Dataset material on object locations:

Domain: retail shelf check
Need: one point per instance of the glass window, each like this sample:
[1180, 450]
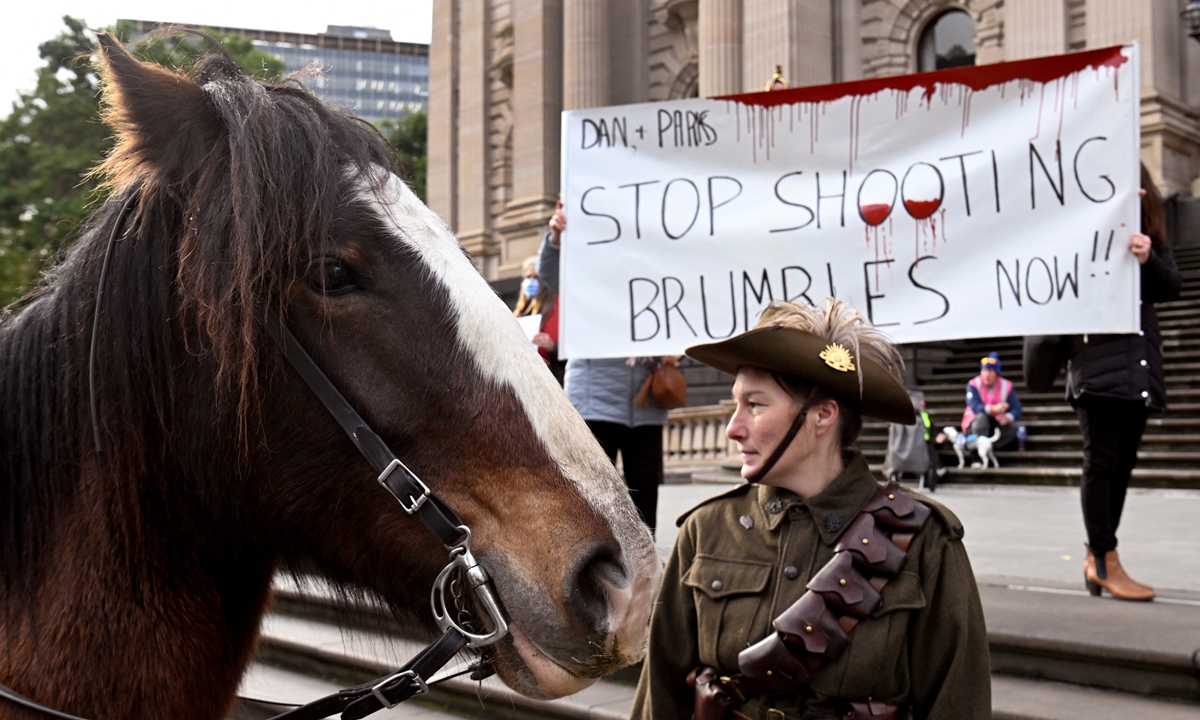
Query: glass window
[947, 42]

[THE EXERCISE] Scale the material above by rewriting every line, requests included, with each point coordinate in the answers multiplied by 0.3 and rounded to a whole number, halves rounded up. Keep the numbers in the requests and their format sample as they are, and leave the pictures out of your output.

[TASK RESPONSE]
Domain: retail shelf check
Need: one point per instance of the glass window, each like this sample:
[1180, 450]
Query: glass window
[284, 13]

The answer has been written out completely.